* Set problem
Please return every one of the records below word for word, with nothing added, dropped, or changed.

====

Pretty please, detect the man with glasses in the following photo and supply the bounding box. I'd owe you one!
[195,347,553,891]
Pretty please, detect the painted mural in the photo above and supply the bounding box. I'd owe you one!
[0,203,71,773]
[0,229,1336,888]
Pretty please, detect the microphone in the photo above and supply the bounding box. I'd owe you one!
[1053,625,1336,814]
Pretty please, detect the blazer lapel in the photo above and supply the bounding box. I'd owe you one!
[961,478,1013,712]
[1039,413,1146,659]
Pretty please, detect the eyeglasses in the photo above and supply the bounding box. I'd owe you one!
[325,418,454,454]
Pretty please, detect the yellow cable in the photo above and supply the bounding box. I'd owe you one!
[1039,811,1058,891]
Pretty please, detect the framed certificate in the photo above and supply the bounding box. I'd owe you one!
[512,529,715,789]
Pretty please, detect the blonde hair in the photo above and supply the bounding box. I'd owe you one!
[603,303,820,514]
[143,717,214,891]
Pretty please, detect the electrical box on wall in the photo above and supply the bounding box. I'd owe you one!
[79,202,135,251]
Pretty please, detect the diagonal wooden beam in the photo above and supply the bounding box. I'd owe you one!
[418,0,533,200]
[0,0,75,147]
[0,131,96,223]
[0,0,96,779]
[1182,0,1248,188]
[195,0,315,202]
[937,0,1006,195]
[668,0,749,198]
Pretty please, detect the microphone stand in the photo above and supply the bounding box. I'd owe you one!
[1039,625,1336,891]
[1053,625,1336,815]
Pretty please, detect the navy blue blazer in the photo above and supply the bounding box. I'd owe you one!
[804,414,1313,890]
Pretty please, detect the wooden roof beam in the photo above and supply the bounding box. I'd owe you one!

====

* Full output
Pretty please, detect the man with glasses in the following photo and supply the bounding box. I'd owe you one!
[195,347,553,891]
Pretty please, detect the painted mural in the photo above and supply the bounding box. I'd owe you one!
[0,203,71,773]
[0,229,1336,888]
Pretty please, detect the microphone in the photo above and supply the bounding box. I'd owe you one!
[1053,625,1336,814]
Pretty please, detect the blazer lapel in the photo above and supply the bounding box. I'd owe you one!
[961,478,1013,712]
[1039,413,1146,659]
Pretty please, detect the eyeglasses in the photo above and supply the bounding box. I'd owe you one!
[325,418,454,454]
Pretty please, detect the yellow cable in the photo above and supply the bounding box. I'd owe you one!
[1039,811,1058,891]
Pretty please, detect the framed certificate in the photo above and supply the bounding box. I'd owe you one!
[512,529,715,789]
Pretty please, detect the blonde hair in the photo above and supply the bounding box. I'd owe you one!
[603,303,820,514]
[143,717,214,891]
Pretty please, detect the electrical box on wall in the photo above and supply the bounding box. I'd owe you one!
[79,202,135,251]
Pretty please, detect the diagonal wooden beam in the photo above and supply the bounding box. I'd owe you one!
[418,0,533,200]
[0,0,75,147]
[0,131,96,223]
[0,0,96,779]
[1182,0,1248,188]
[195,0,315,202]
[937,0,1006,195]
[668,0,749,198]
Pretty please, detect the microphone stand in the photo above and supply the bounding box. I'd owe you one!
[1039,625,1336,891]
[1053,625,1336,815]
Pretty please, detect the navy blue blazer in the photo above and supply the bounding box. I'd owe you one!
[804,414,1313,890]
Pretty please, detect the wooden roof beam in the photo above and supply the bounding box. I'd owe you one!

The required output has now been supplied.